** SOURCE TEXT **
Liquid capillary permeation, including liquid infiltration of ore and the transportation of valuable minerals out of the ore with liquid, is widely existed in the leaching process. Ilankoon6,23, Yin31, Xue2, and Miao27 concluded that capillary permeation affects the liquid spread and mineral extraction in packed beds. However, only a few reports the capillary penetration. Yin31 studied the influence of particles and accumulation pores on lateral capillary permeation, and Mikhailov32 reported on the capillary rise during column leaching. These studies focussed on the height evolution of the wetting line on the column surface and capillary water absorption. However, the intra-particle capillary rise mechanisms at high-temperature condition of stope leaching were not explored.

However, due to the irregular ore shape after crushing, the capillary penetration inside the ore is difficult to be quantified. To address the aforementioned gaps in the research, in this study, the intra-particle capillary rise in stope leaching was innovatively analysed using MRI to determine the liquid distribution non-invasively. Cylindrical rock samples33 are selected to reduce the influence of shape factors and to obtain quantitative results. The influence of ore porosity and high-temperature on the capillary rise was investigated, and liquid capillary rise mechanisms were analysed. The study results can be used to establish a more accurate double permeable media model of stope leaching, and facilitate a comprehensive understanding of stope leaching hydrodynamics.

** SUPPLIED INFORMATION **
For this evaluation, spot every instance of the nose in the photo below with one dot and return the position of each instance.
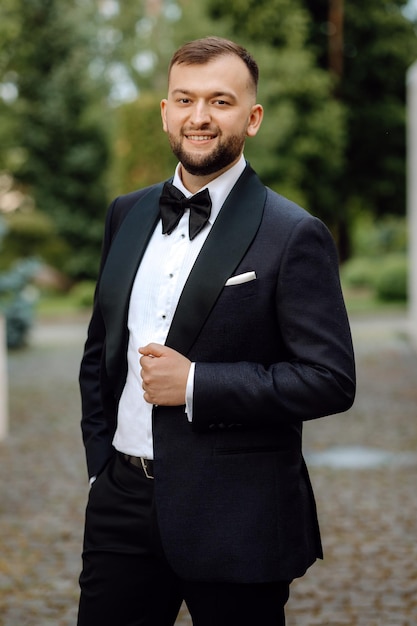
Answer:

** WHAT IS ASKED **
From the passage on capillary rise in ore leaching, quote the part starting at "Liquid capillary permeation, including" and ending at "were not explored.". You won't need the listing for this.

** ANSWER TO THIS EXERCISE **
Liquid capillary permeation, including liquid infiltration of ore and the transportation of valuable minerals out of the ore with liquid, is widely existed in the leaching process. Ilankoon6,23, Yin31, Xue2, and Miao27 concluded that capillary permeation affects the liquid spread and mineral extraction in packed beds. However, only a few reports the capillary penetration. Yin31 studied the influence of particles and accumulation pores on lateral capillary permeation, and Mikhailov32 reported on the capillary rise during column leaching. These studies focussed on the height evolution of the wetting line on the column surface and capillary water absorption. However, the intra-particle capillary rise mechanisms at high-temperature condition of stope leaching were not explored.